● **Text-to-region grounding data**:
————————

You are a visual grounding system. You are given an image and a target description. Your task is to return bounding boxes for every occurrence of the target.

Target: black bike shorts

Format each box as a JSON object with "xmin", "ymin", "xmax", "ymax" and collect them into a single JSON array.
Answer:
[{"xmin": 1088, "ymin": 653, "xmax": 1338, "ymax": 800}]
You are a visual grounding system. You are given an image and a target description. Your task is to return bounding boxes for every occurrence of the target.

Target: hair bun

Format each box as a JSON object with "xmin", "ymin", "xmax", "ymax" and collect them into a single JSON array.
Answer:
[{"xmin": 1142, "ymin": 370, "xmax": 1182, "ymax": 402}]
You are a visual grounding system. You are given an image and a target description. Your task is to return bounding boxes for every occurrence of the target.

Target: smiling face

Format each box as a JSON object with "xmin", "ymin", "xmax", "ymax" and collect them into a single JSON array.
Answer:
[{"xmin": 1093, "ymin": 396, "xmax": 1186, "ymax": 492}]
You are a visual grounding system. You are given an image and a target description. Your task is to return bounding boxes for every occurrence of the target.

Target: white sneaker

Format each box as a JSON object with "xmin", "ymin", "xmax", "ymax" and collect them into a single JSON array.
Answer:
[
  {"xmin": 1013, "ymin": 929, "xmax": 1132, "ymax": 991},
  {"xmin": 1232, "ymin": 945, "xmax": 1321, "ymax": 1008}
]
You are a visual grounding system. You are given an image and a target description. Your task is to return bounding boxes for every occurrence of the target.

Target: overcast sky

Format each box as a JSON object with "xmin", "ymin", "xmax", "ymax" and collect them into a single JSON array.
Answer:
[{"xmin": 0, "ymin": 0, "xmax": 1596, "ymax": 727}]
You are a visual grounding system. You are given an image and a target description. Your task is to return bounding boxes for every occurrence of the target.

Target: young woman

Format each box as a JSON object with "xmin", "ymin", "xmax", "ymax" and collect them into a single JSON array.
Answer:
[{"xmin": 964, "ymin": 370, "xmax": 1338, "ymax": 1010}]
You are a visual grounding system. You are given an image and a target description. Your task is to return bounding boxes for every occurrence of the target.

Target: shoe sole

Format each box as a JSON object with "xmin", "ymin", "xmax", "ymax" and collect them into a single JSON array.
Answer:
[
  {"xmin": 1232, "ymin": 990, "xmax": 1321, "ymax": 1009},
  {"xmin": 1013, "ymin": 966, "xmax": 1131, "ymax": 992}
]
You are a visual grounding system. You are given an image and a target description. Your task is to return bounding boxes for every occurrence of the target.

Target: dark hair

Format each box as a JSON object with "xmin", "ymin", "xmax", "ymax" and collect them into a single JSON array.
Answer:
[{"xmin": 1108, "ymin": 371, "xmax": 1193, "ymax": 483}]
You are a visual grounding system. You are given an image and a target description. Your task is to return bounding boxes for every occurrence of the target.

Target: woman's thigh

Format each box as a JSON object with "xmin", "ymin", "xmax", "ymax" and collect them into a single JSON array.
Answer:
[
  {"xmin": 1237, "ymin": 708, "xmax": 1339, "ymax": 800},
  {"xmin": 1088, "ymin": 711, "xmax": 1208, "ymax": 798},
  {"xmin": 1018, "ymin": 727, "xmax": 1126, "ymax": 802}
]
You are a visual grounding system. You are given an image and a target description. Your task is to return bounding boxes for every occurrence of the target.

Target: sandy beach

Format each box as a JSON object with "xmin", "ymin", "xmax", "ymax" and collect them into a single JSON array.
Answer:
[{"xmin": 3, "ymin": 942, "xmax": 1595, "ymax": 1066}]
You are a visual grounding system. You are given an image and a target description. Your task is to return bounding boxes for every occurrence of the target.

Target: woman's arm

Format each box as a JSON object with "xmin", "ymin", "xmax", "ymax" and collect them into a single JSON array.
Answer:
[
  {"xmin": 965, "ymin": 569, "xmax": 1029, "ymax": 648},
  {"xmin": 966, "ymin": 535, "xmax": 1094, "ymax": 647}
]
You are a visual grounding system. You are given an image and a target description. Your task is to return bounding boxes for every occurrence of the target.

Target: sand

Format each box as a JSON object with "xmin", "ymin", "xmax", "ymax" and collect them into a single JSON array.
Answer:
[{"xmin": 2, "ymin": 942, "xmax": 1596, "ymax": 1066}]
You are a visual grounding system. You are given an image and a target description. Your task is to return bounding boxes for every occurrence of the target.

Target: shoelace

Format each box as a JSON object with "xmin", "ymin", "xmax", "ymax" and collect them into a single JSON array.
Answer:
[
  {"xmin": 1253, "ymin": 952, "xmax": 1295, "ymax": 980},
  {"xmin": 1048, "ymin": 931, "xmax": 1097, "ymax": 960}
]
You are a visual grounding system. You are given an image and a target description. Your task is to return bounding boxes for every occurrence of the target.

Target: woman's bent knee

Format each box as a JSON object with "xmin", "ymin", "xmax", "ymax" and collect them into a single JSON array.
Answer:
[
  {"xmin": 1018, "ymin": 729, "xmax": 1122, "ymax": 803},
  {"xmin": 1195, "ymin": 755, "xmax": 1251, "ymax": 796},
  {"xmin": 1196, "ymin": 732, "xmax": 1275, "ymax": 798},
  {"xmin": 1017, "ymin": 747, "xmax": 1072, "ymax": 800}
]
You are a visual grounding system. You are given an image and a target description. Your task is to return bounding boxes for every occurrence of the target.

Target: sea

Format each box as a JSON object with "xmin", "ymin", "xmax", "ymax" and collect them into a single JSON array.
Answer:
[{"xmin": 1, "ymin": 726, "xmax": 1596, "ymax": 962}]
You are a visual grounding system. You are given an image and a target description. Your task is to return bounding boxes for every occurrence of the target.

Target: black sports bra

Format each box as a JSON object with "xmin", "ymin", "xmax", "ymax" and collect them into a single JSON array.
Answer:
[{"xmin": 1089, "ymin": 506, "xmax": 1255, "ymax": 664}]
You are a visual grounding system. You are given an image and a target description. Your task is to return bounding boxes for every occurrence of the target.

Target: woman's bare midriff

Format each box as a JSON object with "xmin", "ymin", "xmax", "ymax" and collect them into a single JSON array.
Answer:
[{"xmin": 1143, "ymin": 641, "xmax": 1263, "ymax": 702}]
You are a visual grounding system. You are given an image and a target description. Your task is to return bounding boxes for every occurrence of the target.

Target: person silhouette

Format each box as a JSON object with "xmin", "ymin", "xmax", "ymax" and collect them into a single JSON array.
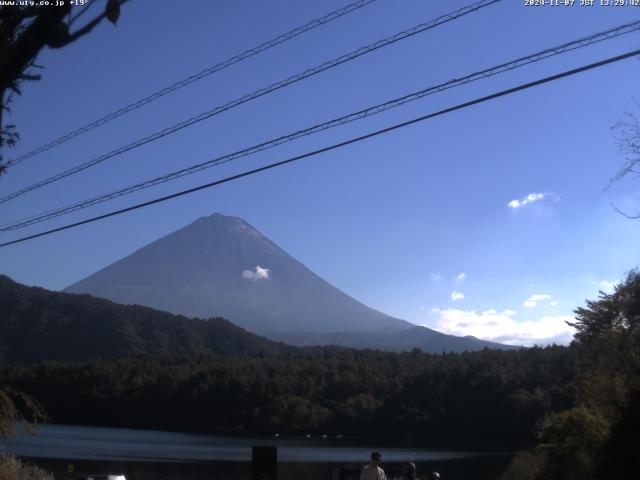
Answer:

————————

All lines above with the word "black" need to be reported.

Target: black bike shorts
Target: black sports bra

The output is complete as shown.